SOURCE DATA
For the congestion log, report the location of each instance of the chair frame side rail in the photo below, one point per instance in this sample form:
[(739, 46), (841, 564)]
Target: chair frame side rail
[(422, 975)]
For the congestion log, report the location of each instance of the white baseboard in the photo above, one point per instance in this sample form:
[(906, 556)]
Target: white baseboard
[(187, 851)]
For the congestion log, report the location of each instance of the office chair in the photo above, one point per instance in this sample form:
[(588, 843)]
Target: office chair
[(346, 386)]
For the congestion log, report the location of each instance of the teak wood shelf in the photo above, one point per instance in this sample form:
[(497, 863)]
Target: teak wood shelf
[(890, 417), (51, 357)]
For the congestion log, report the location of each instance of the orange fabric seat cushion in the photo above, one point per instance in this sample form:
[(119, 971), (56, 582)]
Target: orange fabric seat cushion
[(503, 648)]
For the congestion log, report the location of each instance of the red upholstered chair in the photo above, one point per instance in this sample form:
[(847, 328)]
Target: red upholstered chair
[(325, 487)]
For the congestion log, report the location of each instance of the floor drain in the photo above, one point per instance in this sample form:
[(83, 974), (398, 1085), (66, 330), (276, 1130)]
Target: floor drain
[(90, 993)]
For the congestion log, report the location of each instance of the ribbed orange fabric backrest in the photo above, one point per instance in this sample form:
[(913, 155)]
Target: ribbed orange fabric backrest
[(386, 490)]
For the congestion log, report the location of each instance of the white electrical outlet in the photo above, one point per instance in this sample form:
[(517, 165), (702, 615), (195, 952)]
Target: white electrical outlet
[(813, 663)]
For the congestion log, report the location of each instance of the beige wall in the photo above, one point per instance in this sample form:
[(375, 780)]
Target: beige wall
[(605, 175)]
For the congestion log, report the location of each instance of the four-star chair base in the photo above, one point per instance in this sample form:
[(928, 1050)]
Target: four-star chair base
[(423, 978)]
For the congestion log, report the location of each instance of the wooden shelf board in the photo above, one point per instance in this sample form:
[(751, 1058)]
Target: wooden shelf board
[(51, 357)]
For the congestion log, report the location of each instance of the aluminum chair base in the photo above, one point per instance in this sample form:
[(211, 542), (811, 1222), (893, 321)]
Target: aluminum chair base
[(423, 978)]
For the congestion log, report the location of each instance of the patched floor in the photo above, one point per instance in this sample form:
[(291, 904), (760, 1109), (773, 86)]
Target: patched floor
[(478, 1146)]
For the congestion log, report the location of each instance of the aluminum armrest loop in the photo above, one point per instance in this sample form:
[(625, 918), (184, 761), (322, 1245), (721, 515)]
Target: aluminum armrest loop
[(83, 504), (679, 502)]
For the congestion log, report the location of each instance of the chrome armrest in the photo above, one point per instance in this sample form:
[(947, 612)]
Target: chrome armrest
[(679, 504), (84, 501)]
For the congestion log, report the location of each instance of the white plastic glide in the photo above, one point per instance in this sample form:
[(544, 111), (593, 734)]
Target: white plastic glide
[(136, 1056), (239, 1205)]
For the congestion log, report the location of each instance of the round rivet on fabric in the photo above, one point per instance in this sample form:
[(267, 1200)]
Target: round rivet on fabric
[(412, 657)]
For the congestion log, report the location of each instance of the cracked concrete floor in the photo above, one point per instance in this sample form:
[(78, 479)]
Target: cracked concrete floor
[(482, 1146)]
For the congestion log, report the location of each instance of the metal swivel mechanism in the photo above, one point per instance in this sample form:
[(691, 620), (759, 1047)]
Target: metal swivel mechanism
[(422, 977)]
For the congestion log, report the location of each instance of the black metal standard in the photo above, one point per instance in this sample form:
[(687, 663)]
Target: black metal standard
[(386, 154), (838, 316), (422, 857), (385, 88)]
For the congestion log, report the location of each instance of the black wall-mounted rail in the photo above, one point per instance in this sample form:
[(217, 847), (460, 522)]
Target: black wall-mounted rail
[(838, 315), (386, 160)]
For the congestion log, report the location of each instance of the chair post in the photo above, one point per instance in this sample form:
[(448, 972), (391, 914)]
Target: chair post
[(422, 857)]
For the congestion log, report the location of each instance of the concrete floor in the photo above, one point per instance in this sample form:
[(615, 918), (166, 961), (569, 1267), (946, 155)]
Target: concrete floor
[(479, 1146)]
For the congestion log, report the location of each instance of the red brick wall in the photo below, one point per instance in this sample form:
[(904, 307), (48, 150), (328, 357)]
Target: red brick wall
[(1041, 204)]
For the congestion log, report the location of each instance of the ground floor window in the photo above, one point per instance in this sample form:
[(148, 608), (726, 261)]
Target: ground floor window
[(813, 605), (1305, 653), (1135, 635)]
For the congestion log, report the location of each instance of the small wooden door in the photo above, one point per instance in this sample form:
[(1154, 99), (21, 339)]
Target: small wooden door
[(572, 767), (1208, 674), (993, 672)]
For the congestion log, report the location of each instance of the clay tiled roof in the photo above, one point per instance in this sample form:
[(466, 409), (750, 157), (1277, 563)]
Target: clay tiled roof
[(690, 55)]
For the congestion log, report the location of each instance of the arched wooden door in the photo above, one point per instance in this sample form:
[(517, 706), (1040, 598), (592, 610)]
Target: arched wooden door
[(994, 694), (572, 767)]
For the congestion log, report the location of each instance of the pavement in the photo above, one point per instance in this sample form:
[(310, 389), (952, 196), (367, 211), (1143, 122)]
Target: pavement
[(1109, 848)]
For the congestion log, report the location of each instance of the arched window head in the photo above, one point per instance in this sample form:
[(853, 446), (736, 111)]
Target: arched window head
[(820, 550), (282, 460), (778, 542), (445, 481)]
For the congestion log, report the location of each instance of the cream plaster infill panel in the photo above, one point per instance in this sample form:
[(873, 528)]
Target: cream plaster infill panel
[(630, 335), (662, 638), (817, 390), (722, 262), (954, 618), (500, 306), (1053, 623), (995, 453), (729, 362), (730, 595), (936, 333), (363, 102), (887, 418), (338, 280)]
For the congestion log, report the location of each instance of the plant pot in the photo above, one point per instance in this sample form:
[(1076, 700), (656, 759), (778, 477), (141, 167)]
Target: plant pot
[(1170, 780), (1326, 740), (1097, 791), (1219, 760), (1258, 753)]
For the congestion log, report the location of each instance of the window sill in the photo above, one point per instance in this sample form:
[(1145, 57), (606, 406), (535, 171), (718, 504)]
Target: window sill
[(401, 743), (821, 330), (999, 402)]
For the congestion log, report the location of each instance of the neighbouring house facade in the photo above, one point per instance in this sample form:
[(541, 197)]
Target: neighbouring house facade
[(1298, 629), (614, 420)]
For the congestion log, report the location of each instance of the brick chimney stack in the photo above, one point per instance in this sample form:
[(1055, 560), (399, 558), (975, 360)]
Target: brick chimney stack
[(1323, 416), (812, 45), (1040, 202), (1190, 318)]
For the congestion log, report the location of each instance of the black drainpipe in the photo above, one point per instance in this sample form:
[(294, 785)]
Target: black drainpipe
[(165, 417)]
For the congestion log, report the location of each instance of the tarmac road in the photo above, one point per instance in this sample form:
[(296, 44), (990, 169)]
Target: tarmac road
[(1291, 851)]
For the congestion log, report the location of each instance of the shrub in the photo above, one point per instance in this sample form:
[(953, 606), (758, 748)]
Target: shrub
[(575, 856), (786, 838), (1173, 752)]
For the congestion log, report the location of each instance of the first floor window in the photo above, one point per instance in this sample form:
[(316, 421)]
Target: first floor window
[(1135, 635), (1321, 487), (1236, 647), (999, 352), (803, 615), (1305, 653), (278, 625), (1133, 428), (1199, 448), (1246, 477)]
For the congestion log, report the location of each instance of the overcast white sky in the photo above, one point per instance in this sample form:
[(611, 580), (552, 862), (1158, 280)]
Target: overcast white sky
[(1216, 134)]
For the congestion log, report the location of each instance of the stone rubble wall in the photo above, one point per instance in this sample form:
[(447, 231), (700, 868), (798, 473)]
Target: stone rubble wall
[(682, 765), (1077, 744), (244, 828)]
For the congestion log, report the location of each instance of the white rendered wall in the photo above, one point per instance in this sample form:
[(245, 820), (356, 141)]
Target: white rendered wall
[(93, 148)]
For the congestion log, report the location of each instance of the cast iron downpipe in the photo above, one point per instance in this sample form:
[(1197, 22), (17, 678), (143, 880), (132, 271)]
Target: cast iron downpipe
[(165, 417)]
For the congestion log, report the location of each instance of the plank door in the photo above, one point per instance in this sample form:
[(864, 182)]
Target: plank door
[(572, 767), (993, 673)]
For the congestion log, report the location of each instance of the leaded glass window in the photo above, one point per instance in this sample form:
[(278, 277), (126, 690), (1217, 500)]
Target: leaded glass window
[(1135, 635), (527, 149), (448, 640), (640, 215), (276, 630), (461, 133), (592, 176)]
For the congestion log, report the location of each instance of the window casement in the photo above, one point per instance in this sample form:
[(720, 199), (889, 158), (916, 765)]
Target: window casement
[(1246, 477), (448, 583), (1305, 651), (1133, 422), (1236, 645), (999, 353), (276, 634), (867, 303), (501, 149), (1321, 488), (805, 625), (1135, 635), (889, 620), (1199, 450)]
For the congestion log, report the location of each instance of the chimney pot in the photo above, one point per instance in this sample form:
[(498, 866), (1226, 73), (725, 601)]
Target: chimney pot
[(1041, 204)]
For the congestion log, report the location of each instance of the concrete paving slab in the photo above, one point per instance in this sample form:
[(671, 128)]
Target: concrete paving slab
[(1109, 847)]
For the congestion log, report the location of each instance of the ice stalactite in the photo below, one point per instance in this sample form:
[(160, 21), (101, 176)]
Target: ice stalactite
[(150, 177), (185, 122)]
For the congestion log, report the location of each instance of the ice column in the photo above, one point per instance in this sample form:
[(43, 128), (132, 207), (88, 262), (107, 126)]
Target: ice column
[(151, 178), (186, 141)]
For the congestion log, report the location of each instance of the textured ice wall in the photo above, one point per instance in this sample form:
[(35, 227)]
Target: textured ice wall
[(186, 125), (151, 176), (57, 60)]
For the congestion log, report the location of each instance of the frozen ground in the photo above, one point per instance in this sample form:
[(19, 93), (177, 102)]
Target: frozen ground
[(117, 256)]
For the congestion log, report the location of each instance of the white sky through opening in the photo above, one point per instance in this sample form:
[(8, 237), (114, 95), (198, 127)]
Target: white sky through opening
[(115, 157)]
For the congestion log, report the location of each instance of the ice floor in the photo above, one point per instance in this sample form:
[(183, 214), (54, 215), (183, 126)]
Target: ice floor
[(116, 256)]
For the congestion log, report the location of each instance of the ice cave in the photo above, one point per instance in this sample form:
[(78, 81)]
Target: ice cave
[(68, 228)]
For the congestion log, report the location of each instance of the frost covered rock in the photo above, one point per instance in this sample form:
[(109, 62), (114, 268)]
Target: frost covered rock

WHAT YOU NEED TO DO
Reproduce word for word everything from the line containing "the black wall-mounted" down to the line containing "[(1109, 848)]", including both of those lines.

EXPECTED OUTPUT
For the congestion log, report the location of each instance of the black wall-mounted rail in the photo above, one point per instance in this sample form:
[(217, 847), (460, 522)]
Target: black wall-mounted rail
[(838, 315), (386, 160)]
For the congestion log, report the location of each instance of the chair post in the photo above, one point per instance in this sample form:
[(448, 972), (391, 914)]
Target: chair post
[(422, 857)]
For the congestion log, report the location of each instance of the concrete floor in the photo above, one point per instance in this sample form:
[(615, 918), (166, 961), (569, 1267), (946, 155)]
Target: concrete floor
[(479, 1146)]
For the congestion log, report the location of each instance of the red brick wall in the photo below, one point per instance in this sample form:
[(904, 307), (48, 150), (328, 357)]
Target: red brick wall
[(1041, 204)]
For the congestion log, report the location of each instance of the ground floor window in the photo above, one point per instance in this sample form:
[(148, 608), (726, 261)]
Target: ground floor window
[(813, 605), (1305, 653), (1135, 635)]
For the congestion log, report the location of each instance of the small wooden door in the photo above, one point per instance in this sample form:
[(1154, 99), (21, 339)]
Target: small wooden door
[(572, 767), (1208, 674), (993, 672)]
For the congestion log, report the location of each instance of the clay tiled roof in the photo above, one point per instance in this sample form:
[(466, 409), (750, 157), (1277, 563)]
Target: clay tiled roof
[(690, 55)]
For the congestion log, report the location of each instance of the arched wooden door in the photo above, one point per instance in this sample form:
[(517, 706), (1040, 598), (592, 610)]
Target: arched wooden door
[(994, 694), (572, 767)]
For the congestion log, report the location of each instance of the pavement in the photo above, one point per instance in this sample form:
[(310, 389), (952, 196), (367, 211), (1143, 122)]
Target: pavement
[(1109, 848)]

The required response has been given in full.